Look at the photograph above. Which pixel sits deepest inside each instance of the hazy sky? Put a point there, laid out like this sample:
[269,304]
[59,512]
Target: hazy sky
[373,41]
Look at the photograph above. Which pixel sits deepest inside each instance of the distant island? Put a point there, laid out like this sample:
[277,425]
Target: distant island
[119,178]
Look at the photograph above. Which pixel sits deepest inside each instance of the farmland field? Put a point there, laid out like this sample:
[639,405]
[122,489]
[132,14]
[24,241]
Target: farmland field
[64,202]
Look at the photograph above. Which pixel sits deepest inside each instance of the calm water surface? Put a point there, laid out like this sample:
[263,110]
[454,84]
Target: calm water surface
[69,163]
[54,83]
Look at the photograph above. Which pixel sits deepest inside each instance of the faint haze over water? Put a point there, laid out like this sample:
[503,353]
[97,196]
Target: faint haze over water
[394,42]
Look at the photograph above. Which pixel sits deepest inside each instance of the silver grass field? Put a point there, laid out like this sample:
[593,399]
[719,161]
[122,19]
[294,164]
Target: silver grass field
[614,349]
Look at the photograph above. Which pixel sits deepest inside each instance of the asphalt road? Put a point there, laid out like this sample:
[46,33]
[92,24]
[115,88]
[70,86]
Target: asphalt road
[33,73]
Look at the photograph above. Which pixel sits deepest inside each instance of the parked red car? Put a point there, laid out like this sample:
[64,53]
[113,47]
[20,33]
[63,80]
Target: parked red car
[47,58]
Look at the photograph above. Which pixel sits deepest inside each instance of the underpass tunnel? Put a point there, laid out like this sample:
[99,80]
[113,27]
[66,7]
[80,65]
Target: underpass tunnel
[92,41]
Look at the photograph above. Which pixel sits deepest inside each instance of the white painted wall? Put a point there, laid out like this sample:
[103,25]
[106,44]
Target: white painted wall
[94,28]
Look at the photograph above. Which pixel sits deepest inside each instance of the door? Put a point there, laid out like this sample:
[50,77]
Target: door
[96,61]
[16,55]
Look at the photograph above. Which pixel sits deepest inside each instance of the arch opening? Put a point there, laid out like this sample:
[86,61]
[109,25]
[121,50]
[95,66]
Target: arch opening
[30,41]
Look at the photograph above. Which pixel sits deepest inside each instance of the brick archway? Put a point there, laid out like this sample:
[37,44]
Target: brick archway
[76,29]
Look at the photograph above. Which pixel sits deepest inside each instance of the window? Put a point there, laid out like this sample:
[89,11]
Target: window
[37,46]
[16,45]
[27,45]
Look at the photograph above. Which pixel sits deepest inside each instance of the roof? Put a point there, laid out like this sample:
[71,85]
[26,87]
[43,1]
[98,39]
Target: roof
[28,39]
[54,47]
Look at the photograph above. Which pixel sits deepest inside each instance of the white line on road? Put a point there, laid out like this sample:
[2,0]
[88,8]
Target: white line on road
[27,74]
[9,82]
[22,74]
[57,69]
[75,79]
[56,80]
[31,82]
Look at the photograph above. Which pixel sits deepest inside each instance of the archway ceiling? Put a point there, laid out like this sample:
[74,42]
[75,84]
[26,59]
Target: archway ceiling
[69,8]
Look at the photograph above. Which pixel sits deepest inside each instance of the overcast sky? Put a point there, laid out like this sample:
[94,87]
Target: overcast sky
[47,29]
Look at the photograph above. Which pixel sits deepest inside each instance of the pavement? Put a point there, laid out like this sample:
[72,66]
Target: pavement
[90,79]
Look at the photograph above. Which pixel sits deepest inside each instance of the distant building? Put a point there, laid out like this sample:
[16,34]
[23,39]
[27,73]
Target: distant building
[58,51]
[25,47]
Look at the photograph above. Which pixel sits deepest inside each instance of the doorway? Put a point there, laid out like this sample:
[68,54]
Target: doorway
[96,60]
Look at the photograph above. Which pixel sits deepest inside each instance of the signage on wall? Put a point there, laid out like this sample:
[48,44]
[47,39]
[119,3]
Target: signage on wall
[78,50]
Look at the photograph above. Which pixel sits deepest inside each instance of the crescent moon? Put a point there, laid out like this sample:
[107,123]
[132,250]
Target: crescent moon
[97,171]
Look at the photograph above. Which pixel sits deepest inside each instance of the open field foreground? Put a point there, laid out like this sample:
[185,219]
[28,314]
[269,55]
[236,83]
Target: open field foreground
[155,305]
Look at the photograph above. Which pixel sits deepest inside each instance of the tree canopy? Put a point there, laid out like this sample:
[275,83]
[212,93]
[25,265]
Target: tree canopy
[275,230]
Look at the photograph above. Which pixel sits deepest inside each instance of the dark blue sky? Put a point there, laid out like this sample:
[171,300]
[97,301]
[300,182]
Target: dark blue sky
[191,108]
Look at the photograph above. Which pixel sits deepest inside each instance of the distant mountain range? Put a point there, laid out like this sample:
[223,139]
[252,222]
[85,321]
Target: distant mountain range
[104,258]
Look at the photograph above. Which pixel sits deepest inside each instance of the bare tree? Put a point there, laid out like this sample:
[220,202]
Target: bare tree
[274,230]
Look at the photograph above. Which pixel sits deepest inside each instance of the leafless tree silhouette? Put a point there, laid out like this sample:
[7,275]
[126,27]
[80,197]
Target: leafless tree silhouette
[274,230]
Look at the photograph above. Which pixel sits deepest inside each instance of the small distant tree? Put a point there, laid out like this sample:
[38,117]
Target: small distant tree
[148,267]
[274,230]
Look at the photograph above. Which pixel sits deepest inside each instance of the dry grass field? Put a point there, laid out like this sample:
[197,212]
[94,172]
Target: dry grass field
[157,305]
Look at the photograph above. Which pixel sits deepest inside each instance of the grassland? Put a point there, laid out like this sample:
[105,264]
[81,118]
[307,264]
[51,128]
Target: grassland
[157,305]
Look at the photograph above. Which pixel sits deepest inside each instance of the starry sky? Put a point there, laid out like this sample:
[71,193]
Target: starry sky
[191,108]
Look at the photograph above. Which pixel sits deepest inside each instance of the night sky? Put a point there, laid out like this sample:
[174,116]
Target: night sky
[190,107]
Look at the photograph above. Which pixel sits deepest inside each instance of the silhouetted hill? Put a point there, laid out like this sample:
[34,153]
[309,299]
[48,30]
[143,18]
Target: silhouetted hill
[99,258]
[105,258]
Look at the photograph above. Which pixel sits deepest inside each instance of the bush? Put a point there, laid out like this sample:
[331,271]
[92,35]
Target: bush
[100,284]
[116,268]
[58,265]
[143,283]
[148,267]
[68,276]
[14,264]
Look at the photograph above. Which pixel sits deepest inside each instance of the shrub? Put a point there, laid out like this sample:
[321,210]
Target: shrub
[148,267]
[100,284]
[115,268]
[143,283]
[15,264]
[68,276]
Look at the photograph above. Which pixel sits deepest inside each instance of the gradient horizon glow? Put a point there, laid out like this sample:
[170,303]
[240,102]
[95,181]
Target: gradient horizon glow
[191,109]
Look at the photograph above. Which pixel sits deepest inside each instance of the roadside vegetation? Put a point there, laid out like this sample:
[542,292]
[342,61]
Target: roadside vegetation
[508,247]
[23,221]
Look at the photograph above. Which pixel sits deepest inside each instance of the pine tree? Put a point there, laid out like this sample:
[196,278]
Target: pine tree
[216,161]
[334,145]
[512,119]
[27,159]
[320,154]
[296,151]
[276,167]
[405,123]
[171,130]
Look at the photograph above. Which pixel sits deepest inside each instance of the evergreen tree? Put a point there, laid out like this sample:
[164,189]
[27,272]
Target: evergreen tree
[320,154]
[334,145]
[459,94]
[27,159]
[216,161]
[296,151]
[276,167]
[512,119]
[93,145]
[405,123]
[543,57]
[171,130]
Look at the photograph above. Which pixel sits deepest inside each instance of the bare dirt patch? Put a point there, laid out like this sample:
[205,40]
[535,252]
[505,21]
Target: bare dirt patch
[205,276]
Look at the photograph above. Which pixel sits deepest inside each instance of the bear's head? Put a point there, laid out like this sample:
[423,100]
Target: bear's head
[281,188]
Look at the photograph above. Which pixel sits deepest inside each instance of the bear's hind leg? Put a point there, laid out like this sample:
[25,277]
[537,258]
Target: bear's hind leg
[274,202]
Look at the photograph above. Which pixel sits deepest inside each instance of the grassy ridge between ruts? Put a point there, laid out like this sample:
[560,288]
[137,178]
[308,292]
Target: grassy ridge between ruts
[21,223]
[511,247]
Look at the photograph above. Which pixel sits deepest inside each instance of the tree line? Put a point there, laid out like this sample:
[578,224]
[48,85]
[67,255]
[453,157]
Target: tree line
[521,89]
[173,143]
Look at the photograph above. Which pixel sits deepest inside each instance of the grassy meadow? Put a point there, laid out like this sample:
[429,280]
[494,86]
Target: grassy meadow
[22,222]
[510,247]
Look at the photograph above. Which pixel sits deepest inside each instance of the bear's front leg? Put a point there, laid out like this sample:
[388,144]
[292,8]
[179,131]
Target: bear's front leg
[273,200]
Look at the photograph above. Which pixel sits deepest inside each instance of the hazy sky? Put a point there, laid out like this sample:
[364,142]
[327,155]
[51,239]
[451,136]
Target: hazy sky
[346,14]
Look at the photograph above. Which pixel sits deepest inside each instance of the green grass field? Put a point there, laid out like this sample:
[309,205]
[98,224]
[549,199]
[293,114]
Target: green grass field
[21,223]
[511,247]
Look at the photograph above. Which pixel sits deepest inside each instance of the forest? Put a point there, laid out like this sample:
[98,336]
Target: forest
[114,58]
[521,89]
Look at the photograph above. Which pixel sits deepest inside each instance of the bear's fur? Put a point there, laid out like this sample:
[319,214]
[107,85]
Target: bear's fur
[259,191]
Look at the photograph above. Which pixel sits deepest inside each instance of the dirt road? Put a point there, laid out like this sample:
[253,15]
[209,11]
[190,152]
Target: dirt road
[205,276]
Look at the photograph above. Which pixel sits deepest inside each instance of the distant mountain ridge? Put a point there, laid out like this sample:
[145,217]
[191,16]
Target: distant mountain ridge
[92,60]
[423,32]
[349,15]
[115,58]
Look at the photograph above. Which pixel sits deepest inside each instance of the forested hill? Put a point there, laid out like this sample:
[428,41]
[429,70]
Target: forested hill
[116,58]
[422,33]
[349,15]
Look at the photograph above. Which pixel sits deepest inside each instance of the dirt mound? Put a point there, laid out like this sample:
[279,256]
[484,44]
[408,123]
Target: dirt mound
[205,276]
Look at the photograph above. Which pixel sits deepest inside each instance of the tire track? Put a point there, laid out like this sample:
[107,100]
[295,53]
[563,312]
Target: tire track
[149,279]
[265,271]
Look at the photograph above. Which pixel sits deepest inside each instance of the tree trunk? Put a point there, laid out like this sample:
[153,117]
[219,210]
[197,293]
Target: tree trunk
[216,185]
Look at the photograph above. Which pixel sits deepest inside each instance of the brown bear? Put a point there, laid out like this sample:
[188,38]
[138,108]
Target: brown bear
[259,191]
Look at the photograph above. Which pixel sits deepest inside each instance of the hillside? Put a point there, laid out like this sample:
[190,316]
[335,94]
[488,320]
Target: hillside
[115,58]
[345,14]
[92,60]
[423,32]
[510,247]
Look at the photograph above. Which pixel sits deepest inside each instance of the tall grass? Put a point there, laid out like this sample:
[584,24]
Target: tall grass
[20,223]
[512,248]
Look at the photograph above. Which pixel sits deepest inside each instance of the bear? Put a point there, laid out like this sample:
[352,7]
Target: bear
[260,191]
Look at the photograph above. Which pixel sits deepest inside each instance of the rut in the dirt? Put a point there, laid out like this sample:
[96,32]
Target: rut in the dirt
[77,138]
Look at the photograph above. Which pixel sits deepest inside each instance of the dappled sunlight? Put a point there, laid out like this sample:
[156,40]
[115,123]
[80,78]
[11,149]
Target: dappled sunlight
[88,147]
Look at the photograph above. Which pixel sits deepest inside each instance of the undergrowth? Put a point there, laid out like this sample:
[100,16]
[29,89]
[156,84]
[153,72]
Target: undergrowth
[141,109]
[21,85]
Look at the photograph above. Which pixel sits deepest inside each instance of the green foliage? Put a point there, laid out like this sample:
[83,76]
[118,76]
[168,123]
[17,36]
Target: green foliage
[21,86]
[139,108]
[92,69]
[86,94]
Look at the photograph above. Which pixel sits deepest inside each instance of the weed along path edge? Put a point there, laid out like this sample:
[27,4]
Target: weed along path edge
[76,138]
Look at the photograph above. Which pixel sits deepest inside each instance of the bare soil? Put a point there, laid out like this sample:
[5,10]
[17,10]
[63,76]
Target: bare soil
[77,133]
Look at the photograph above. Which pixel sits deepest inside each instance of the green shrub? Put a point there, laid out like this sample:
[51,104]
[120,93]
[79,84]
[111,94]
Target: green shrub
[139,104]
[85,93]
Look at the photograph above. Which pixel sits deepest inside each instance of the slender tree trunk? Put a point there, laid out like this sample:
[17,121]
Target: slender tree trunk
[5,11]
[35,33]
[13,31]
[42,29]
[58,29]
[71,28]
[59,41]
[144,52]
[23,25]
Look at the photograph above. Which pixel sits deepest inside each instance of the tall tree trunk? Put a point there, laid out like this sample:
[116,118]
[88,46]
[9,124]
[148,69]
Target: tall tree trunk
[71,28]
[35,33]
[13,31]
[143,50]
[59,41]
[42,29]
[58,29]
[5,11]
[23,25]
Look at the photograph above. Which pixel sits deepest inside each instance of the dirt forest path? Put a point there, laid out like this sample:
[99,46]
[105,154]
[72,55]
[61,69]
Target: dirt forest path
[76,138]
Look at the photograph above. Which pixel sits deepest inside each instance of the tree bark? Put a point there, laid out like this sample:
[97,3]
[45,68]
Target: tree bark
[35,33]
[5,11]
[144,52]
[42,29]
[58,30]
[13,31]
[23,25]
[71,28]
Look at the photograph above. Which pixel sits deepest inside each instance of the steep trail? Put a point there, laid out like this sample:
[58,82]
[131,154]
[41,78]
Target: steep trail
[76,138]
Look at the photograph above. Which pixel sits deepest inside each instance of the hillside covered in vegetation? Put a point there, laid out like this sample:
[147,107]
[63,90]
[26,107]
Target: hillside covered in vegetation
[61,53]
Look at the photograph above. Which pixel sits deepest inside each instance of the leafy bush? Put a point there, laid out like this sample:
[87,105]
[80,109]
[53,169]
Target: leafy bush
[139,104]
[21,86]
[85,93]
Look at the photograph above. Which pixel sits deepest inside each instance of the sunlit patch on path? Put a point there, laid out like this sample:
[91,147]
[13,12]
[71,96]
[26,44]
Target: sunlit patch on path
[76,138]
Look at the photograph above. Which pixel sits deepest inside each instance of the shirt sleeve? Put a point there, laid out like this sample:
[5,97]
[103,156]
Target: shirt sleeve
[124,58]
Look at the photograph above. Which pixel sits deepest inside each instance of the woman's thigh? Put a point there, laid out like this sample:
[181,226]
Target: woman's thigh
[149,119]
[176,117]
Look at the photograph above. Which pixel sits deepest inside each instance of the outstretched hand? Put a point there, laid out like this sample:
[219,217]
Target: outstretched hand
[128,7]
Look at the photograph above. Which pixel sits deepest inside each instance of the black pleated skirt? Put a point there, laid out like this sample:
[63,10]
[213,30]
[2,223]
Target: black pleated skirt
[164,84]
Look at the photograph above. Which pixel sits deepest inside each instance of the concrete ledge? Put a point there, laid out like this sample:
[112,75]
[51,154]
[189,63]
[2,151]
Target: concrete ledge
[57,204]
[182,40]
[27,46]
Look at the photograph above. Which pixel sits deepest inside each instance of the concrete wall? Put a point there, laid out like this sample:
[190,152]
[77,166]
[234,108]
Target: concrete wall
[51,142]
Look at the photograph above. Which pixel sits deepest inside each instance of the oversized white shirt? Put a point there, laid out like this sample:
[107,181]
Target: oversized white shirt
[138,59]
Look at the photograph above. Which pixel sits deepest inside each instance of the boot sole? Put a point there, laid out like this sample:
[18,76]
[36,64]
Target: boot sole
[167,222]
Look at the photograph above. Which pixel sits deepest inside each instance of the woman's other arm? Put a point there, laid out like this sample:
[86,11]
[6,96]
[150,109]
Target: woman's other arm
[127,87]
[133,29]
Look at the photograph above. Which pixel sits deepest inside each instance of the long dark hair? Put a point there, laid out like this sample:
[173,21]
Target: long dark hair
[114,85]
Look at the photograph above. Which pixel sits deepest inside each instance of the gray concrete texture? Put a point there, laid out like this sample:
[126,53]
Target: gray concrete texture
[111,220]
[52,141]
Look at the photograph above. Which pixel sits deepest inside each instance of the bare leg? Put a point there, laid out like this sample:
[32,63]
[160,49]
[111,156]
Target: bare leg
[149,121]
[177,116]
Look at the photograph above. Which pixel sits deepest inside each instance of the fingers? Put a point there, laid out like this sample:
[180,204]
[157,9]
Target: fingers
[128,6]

TASK DETAILS
Rewrite the material above, from the line containing "of the fingers?" through the last line, putting "knuckles" wherever "fingers" appears and changing nothing else.

EXERCISE SOLUTION
Look at the photograph above. Which pixel sits deepest inside each instance of the knuckles? Put a point there, laid out like this sample:
[180,204]
[157,9]
Target: knuckles
[128,6]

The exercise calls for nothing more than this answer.